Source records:
····················

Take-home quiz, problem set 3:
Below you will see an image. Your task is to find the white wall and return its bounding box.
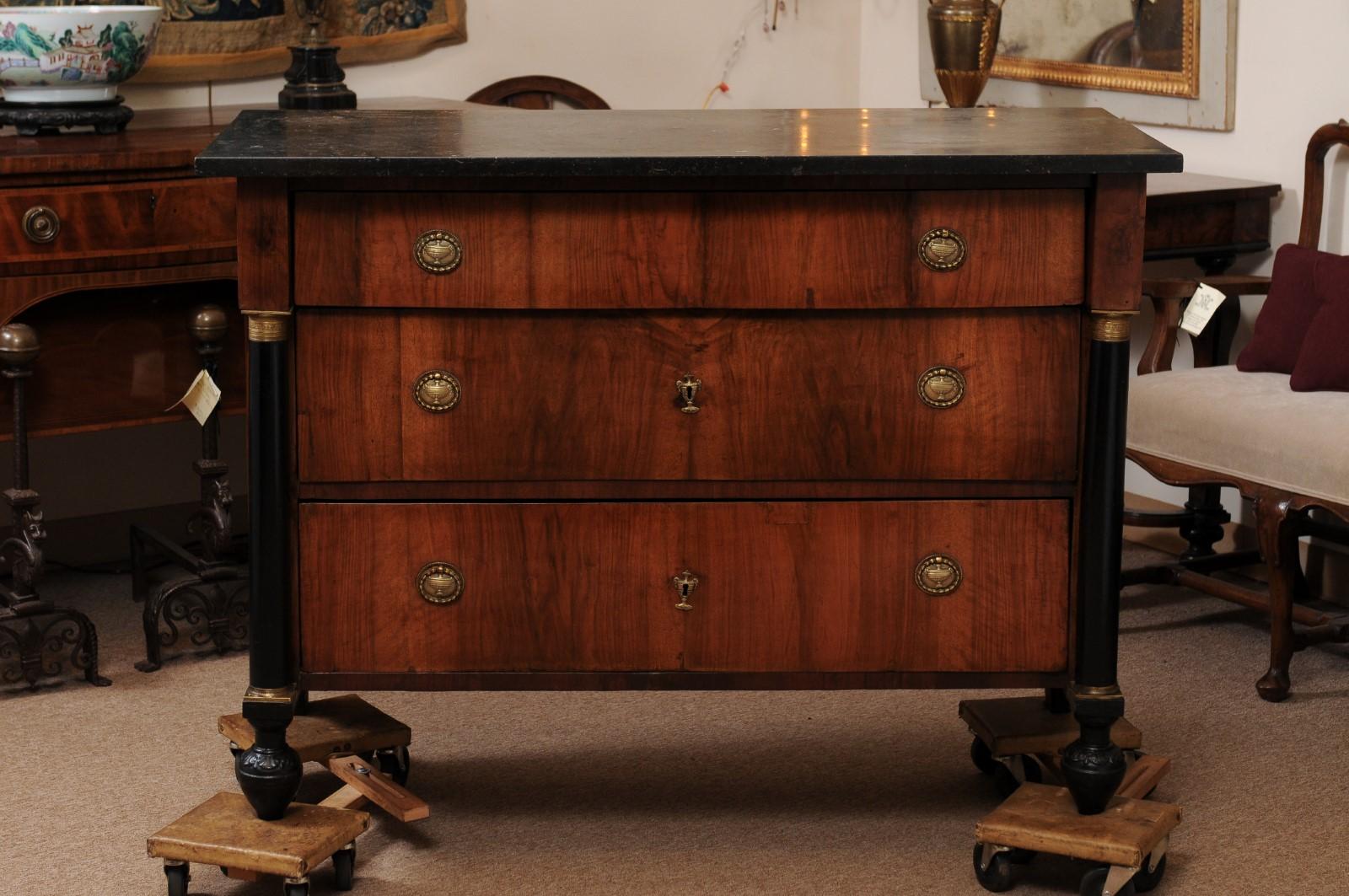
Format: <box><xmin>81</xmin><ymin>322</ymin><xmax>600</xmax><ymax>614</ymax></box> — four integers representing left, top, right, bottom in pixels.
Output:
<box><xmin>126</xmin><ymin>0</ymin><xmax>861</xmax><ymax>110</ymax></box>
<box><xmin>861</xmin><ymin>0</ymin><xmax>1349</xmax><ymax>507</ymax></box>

····················

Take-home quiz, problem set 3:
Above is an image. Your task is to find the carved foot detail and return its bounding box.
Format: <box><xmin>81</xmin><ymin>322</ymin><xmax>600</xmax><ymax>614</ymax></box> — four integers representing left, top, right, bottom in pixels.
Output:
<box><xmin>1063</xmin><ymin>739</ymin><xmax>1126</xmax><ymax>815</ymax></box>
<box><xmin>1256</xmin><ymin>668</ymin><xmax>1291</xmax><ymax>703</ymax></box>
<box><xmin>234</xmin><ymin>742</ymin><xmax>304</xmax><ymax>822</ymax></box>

····················

From the items above, copy out only the lines that contain the string "xmax".

Format: <box><xmin>81</xmin><ymin>322</ymin><xmax>600</xmax><ymax>614</ymax></box> — four integers representing left, top, right, bottom in pixels.
<box><xmin>126</xmin><ymin>0</ymin><xmax>861</xmax><ymax>110</ymax></box>
<box><xmin>861</xmin><ymin>0</ymin><xmax>1349</xmax><ymax>507</ymax></box>
Format: <box><xmin>81</xmin><ymin>322</ymin><xmax>600</xmax><ymax>614</ymax></box> — four integers representing left, top, right, bottom in pixels.
<box><xmin>1063</xmin><ymin>739</ymin><xmax>1126</xmax><ymax>815</ymax></box>
<box><xmin>1256</xmin><ymin>668</ymin><xmax>1291</xmax><ymax>703</ymax></box>
<box><xmin>234</xmin><ymin>742</ymin><xmax>304</xmax><ymax>822</ymax></box>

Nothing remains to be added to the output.